#### SHORT PROBLEM A
Name each place the book review lists as one of the "mundane oases" where the protagonists go about their lives.

#### SELECTED EXCERPT
Book Review: Kafka on the Shore, by Haruki Murakami

I’ve theorized that Japanese literature seems to be the best adjusted to modern life. A singular lack of angst distinguishes novels such as Haruki Murakami’s Kafka on the Shore, in which I take vicarious delight as its protagonists go about their lives at such places as diners, noodle shops, convenience stores, bus stations, bookstores, museums, and other mundane oases. Of course, Murakami’s characters aren’t simply going about their lives but are engaged in quests that are of great consequence to themselves if not to the universe as a whole. Isn’t that what we’re all doing: adventuring through the turnpike rest areas and shopping malls, like Don Quixote without the satire, discovering meaning wherever it is to be found?

Japanese fiction doesn’t abstract itself from the humdrum environment that produces it. Rather than to imagine more exciting times and places via historical fiction, say, Japanese writers make do with where and when they are. Or as Mr. Hoshino says in this book:

“We’re all pretty much empty, don’t you think? You eat, take a dump, do your crummy job for your lousy pay, and get laid occasionally, if you’re lucky. What else is there? Still, you know, interesting things do happen in life – like with us now.” (p. 306)

#### DATA TO USE
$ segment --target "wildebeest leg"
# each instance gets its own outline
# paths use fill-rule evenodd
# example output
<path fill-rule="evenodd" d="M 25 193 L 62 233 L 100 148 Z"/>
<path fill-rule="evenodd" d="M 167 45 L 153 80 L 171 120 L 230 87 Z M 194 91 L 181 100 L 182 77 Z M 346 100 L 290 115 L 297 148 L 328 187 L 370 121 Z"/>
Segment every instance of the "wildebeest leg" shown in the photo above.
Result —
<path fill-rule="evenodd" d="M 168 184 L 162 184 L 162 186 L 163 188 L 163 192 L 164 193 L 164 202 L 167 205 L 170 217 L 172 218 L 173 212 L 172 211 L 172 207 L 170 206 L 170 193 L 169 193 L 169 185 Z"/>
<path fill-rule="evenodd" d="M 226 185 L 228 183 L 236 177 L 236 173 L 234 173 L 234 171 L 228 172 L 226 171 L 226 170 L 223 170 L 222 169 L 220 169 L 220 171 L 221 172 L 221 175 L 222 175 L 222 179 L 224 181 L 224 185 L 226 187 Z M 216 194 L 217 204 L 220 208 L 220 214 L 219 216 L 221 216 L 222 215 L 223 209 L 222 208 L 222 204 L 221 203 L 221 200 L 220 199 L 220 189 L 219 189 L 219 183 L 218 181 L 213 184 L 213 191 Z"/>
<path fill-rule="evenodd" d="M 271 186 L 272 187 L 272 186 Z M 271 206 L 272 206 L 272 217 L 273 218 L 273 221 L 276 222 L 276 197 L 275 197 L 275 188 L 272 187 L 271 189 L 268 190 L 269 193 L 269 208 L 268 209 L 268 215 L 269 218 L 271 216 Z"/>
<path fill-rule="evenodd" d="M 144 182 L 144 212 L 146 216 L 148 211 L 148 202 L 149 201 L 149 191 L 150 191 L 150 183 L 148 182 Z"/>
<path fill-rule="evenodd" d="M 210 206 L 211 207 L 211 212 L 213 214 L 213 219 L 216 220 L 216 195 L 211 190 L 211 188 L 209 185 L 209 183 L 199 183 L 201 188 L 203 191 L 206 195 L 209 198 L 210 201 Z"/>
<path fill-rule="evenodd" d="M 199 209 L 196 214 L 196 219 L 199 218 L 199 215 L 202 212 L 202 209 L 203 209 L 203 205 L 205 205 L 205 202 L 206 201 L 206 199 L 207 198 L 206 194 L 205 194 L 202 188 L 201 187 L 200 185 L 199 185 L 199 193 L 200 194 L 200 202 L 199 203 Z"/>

#### SHORT PROBLEM B
Arrange the lines of the records as a numbered list, from the first line of the records up to and including the line containing "25 193 L 62", leaving out blank lines.

#### COMPLETE RESPONSE A
diners, noodle shops, convenience stores, bus stations, bookstores, museums

#### COMPLETE RESPONSE B
1. $ segment --target "wildebeest leg"
2. # each instance gets its own outline
3. # paths use fill-rule evenodd
4. # example output
5. <path fill-rule="evenodd" d="M 25 193 L 62 233 L 100 148 Z"/>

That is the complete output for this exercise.